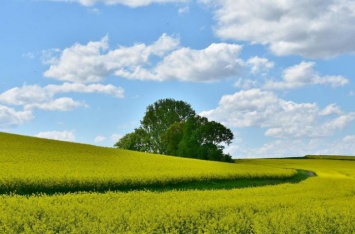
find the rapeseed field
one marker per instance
(324, 203)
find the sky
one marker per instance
(280, 74)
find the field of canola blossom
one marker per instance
(321, 204)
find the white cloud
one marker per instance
(183, 10)
(349, 139)
(11, 118)
(93, 62)
(302, 27)
(295, 147)
(116, 137)
(60, 104)
(331, 109)
(58, 135)
(216, 62)
(304, 74)
(130, 3)
(82, 88)
(259, 65)
(34, 96)
(99, 139)
(279, 118)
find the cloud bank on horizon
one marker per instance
(276, 72)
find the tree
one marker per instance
(172, 127)
(203, 139)
(136, 141)
(160, 116)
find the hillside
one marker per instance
(32, 165)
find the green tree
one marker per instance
(172, 127)
(136, 141)
(204, 140)
(158, 118)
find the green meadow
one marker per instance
(49, 186)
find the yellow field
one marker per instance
(47, 165)
(321, 204)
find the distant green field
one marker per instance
(324, 203)
(29, 165)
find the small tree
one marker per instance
(172, 127)
(160, 116)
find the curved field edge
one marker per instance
(103, 187)
(32, 165)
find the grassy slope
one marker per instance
(322, 204)
(29, 165)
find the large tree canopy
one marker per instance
(172, 127)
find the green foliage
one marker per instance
(321, 204)
(30, 165)
(172, 128)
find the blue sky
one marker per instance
(280, 74)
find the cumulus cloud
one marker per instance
(58, 135)
(94, 61)
(130, 3)
(279, 117)
(11, 118)
(304, 74)
(216, 62)
(259, 65)
(35, 96)
(60, 104)
(295, 148)
(99, 139)
(302, 27)
(116, 137)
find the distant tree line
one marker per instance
(172, 127)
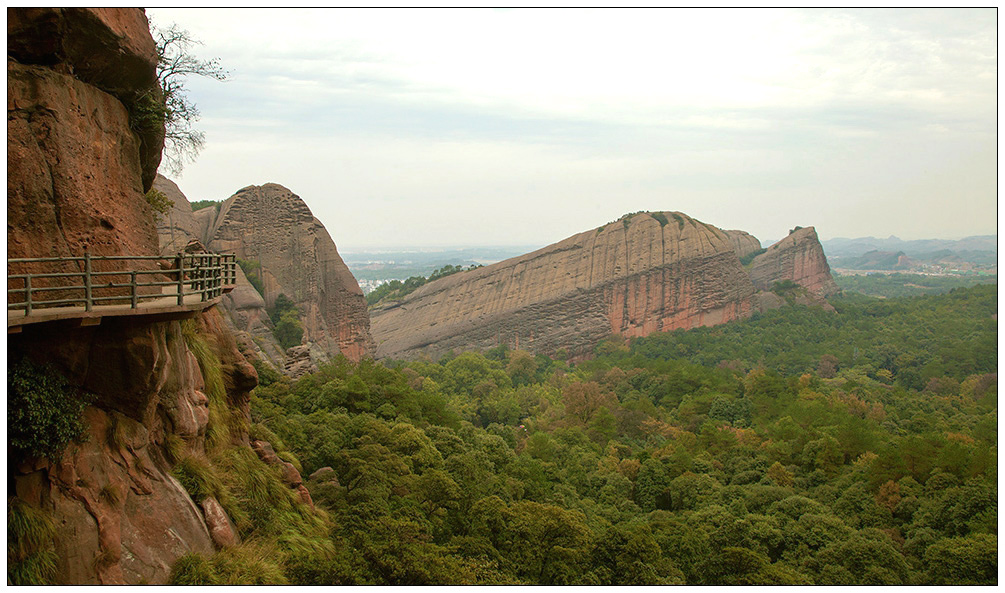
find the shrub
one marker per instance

**What the task asks:** Reproduce every line above word for word, leaving out the pictures.

**Written solution:**
find the rapeseed field
one marker per instance
(324, 203)
find the sky
one marker per instance
(280, 74)
find the field of canola blossom
one marker per instance
(321, 204)
find the white cloud
one marker per instance
(183, 10)
(349, 139)
(11, 118)
(93, 62)
(302, 27)
(295, 147)
(116, 137)
(60, 104)
(331, 109)
(58, 135)
(216, 62)
(304, 74)
(130, 3)
(82, 88)
(259, 65)
(34, 96)
(99, 139)
(279, 118)
find the cloud bank on horizon
one marker per instance
(276, 72)
find the tree
one marker per instance
(172, 127)
(203, 139)
(136, 141)
(160, 116)
find the hillside
one marker per instance
(32, 165)
find the green tree
one marker per instance
(172, 127)
(136, 141)
(204, 140)
(158, 118)
find the green meadow
one marker per instance
(49, 186)
find the yellow field
one marker per instance
(47, 165)
(321, 204)
find the distant green field
one marker per instance
(324, 203)
(29, 165)
find the small tree
one marker per instance
(172, 127)
(160, 116)
find the curved field edge
one marker per instance
(103, 187)
(32, 165)
find the grassy slope
one marker per instance
(322, 204)
(29, 165)
find the large tree canopy
one marker per instance
(172, 127)
find the green foliage
one marker per instance
(321, 204)
(30, 165)
(172, 128)
find the blue sky
one marker per instance
(280, 74)
find the cumulus cloud
one marker per instance
(58, 135)
(94, 61)
(130, 3)
(279, 117)
(11, 118)
(304, 74)
(216, 62)
(259, 65)
(35, 96)
(60, 104)
(295, 148)
(99, 139)
(302, 27)
(116, 137)
find the distant tree line
one marker per instance
(172, 127)
find the shrub
one marker per instance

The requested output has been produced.